* **Exercise**
Take each line below that has "flag" and copy it.

Exercise inputs below:

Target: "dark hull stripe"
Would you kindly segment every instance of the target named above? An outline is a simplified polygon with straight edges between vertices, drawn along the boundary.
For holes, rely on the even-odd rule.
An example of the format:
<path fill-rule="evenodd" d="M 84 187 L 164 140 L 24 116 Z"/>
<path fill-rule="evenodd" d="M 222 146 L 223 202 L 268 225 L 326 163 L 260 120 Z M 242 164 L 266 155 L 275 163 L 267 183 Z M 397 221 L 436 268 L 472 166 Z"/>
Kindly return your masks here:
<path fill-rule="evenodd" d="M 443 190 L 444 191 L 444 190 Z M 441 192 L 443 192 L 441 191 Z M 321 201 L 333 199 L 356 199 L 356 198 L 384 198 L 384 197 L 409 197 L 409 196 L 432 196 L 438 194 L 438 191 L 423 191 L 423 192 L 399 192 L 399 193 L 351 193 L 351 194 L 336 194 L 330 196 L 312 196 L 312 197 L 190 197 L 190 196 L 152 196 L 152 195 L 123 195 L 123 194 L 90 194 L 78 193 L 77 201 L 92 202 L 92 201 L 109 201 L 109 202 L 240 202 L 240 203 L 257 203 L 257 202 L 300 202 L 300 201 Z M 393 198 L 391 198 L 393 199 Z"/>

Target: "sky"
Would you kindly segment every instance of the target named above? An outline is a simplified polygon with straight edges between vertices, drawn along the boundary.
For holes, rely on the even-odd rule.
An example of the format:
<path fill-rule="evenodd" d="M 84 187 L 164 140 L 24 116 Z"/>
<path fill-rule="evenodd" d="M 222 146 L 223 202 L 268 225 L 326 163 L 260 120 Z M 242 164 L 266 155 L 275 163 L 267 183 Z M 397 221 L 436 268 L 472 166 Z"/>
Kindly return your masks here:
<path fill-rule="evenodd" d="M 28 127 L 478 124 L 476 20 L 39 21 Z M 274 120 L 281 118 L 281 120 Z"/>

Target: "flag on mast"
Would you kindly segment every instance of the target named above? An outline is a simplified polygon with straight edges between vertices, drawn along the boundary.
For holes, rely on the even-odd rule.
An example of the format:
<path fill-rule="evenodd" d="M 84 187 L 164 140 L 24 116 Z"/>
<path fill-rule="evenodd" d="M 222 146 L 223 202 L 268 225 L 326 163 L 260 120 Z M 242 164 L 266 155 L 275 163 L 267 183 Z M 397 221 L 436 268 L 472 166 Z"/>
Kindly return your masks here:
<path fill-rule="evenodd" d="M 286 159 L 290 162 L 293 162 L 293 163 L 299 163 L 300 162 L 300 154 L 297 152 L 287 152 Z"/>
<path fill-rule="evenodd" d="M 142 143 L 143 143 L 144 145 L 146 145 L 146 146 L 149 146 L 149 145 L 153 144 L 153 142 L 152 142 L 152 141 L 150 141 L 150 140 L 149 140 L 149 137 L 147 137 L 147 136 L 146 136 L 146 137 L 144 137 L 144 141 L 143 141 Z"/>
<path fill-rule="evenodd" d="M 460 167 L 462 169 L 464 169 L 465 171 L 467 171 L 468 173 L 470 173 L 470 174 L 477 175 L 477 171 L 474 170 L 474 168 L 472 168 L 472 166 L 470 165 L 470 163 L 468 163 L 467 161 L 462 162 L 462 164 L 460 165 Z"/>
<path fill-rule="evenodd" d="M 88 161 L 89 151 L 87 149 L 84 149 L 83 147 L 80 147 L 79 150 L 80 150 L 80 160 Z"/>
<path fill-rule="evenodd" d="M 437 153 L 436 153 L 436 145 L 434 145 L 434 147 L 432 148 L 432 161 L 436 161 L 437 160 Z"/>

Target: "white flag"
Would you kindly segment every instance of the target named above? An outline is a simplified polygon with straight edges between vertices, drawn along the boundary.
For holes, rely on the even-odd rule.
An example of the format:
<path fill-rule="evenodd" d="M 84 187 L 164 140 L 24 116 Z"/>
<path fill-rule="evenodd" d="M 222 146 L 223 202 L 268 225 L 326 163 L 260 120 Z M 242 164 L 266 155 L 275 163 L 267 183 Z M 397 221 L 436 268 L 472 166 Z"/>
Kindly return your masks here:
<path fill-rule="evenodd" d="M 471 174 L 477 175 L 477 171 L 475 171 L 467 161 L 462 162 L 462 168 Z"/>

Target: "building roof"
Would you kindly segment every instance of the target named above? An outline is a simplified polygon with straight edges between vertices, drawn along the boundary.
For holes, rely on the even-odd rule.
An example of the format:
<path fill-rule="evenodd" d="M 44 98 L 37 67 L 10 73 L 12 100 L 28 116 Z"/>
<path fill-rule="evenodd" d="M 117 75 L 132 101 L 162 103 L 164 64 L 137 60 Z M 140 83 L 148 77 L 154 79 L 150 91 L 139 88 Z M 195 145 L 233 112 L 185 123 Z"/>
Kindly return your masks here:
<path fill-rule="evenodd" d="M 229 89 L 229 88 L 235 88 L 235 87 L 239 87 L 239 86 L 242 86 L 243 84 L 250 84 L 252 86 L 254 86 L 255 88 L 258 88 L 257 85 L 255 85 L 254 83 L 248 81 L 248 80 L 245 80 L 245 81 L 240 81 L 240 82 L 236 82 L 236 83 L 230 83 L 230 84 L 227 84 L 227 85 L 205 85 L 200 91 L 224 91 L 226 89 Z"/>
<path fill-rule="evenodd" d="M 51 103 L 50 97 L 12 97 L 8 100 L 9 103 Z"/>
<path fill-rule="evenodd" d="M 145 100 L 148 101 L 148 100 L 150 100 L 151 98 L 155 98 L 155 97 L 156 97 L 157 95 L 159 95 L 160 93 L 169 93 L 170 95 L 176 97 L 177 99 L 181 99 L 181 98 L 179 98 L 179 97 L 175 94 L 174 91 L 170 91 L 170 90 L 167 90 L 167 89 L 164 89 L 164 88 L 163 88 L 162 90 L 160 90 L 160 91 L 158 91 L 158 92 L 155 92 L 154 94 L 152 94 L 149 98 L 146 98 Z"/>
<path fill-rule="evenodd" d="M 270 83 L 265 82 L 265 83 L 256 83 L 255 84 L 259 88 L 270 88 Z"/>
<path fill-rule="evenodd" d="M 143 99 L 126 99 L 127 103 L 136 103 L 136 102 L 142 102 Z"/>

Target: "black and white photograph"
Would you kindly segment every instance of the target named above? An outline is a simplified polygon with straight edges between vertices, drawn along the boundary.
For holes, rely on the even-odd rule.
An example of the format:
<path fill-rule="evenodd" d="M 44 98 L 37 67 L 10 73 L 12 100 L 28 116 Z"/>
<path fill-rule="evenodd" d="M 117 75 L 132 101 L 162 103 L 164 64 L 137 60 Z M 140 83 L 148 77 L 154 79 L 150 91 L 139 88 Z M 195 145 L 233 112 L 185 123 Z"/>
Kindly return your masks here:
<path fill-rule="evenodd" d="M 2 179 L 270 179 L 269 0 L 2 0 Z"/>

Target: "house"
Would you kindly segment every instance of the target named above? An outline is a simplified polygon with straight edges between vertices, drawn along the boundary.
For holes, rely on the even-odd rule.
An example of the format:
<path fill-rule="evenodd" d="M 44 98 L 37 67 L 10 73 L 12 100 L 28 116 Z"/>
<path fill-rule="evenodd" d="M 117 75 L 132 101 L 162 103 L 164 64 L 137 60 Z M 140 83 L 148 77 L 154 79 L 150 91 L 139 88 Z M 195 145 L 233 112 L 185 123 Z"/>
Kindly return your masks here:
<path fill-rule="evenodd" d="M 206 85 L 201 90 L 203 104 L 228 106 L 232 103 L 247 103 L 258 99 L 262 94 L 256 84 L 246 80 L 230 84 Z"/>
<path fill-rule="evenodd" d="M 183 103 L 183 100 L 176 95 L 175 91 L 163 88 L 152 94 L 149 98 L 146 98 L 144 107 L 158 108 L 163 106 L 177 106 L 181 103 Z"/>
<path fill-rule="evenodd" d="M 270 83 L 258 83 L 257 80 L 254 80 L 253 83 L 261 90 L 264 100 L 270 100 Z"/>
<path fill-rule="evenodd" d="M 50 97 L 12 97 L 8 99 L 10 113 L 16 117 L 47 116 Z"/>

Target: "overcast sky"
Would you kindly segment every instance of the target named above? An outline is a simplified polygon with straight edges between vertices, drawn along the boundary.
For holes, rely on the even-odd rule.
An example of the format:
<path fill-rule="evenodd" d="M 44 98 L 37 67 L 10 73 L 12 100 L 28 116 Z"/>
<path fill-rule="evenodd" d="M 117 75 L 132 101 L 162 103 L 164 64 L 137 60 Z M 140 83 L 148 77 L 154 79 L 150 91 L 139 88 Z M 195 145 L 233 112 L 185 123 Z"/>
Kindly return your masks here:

End of Exercise inputs.

* **Response**
Target: "flag on mast"
Target: "white flag"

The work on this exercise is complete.